* [Tugas Tertulis]: Bisakah Anda menuliskan ulang seluruh renungan tentang derma janda miskin di bawah ini, kata demi kata tanpa mengubah satu tanda baca pun?

* [Bagian Teks]:
####################

Tetapi 3 ayat terakhir, lebih menarik bagi saya. Seperti di gereja kita, ada beberapa kotak derma di bait Allah Yerusalem. Beberapa diperuntukan bagi laki-laki Yahudi, yang memang wajib berderma. Lainnya untuk sumbangan sukarela. Saya membayangkan bahwa Yesus sedang memergoki seorang janda miskin yang sedang memasukkan uang derma. Jumlahnya 2 keping perunggu. Dalam bahasa Yunani disebut 2 lepta yang setara dengan 1 kondrantes. Berapa rupiah tuh? Hahaha…sayangnya nggak kesampaian otak saya mengutak-atik nilai tukarnya di jaman serba ajib sekarang ini. Ya saya percaya saja bahwa jumlah itu mestinya sangat berharta. Ya iyalah Yesus sendiri yang mengatakan "Aku berkata kepadamu, (nah tuh kan) sesungguhnya janda miskin ini memberi lebih banyak dari pada semua orang yang memasukkan uang ke dalam peti persembahan. Sebab mereka semua memberi dari kelimpahannya, tetapi janda ini memberi dari kekurangannya, semua yang ada padanya, yaitu seluruh nafkahnya." Nilainya memang sama sekali tidak penting. Tetapi derma itu diberikan sepenuh hati, setulus jiwa. Derma itu bukan pameran kekayaan, yang justru menghilangkan nilai keluhurannya, tetapi ungkapan batin. Dan derma yang muncul dari dalam hati itu menjadi sangat mulia dihadapan Allah karena sikap batinnya, bukan jumlah dan banyaknya. Memang tidak diceritakan dalam injil ini bagaimana kemudian Yesus memberkati seluruh hidup si janda itu. Tetapi saya yakin demikian.

####################

* [Kutipan Materi]:
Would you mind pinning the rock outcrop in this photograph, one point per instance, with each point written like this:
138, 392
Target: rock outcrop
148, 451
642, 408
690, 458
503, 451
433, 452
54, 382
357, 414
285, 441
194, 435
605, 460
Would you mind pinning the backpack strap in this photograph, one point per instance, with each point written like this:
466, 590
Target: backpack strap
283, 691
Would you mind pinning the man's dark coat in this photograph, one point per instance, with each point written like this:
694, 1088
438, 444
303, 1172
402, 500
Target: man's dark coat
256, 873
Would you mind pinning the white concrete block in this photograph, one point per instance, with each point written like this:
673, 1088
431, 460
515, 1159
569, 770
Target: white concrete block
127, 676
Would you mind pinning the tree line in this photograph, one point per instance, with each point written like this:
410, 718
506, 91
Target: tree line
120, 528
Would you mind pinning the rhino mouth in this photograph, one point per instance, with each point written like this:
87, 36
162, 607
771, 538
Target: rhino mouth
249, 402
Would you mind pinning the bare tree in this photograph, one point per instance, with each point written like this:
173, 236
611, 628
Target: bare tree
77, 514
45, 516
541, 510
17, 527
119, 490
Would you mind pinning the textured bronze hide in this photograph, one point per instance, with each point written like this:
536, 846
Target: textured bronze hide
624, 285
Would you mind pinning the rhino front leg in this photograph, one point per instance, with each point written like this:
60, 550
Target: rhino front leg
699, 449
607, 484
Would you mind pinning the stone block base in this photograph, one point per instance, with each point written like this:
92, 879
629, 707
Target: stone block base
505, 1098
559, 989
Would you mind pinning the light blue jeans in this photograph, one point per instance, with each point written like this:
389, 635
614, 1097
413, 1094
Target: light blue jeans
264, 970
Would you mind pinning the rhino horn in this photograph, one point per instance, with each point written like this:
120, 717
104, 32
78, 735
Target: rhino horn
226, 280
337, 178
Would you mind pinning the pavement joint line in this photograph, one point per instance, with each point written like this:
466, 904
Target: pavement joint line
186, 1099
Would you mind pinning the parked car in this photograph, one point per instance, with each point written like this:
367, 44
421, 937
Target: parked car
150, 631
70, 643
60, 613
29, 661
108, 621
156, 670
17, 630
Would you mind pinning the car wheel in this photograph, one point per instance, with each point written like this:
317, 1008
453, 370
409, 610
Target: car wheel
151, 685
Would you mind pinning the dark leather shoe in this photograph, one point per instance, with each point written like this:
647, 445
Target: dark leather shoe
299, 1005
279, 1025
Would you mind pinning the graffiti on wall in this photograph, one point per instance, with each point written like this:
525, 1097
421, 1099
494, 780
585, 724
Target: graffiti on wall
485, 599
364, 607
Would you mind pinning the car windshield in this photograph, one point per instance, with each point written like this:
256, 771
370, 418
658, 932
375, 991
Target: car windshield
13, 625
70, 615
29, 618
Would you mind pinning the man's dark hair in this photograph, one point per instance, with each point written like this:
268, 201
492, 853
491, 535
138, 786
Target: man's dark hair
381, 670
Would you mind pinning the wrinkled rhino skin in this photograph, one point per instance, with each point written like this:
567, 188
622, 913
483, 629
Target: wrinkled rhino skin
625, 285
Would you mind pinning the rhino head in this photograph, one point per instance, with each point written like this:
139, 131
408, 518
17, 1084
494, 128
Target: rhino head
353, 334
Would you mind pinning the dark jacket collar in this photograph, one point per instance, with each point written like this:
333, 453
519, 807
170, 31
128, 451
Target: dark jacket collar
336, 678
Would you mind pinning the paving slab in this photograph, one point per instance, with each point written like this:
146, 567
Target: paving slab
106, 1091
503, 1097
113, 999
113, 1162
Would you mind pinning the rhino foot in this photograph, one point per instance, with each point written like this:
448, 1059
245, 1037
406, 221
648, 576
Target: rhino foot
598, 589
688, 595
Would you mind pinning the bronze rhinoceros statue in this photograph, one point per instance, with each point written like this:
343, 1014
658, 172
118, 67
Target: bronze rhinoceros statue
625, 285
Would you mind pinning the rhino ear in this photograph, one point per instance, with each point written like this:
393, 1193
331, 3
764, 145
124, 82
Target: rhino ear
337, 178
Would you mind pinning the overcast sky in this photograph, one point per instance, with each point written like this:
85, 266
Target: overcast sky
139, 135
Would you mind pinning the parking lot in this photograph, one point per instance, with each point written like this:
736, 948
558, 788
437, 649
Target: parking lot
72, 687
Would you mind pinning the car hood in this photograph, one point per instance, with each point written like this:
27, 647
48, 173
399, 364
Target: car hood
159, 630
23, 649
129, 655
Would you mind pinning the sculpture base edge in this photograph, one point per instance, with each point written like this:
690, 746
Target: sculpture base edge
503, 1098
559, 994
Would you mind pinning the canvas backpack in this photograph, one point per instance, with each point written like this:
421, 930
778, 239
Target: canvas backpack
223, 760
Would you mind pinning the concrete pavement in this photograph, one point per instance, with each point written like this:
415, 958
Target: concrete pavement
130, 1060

####################

* [Hasil Lengkap]:
Tetapi 3 ayat terakhir, lebih menarik bagi saya. Seperti di gereja kita, ada beberapa kotak derma di bait Allah Yerusalem. Beberapa diperuntukan bagi laki-laki Yahudi, yang memang wajib berderma. Lainnya untuk sumbangan sukarela. Saya membayangkan bahwa Yesus sedang memergoki seorang janda miskin yang sedang memasukkan uang derma. Jumlahnya 2 keping perunggu. Dalam bahasa Yunani disebut 2 lepta yang setara dengan 1 kondrantes. Berapa rupiah tuh? Hahaha…sayangnya nggak kesampaian otak saya mengutak-atik nilai tukarnya di jaman serba ajib sekarang ini. Ya saya percaya saja bahwa jumlah itu mestinya sangat berharta. Ya iyalah Yesus sendiri yang mengatakan "Aku berkata kepadamu, (nah tuh kan) sesungguhnya janda miskin ini memberi lebih banyak dari pada semua orang yang memasukkan uang ke dalam peti persembahan. Sebab mereka semua memberi dari kelimpahannya, tetapi janda ini memberi dari kekurangannya, semua yang ada padanya, yaitu seluruh nafkahnya." Nilainya memang sama sekali tidak penting. Tetapi derma itu diberikan sepenuh hati, setulus jiwa. Derma itu bukan pameran kekayaan, yang justru menghilangkan nilai keluhurannya, tetapi ungkapan batin. Dan derma yang muncul dari dalam hati itu menjadi sangat mulia dihadapan Allah karena sikap batinnya, bukan jumlah dan banyaknya. Memang tidak diceritakan dalam injil ini bagaimana kemudian Yesus memberkati seluruh hidup si janda itu. Tetapi saya yakin demikian.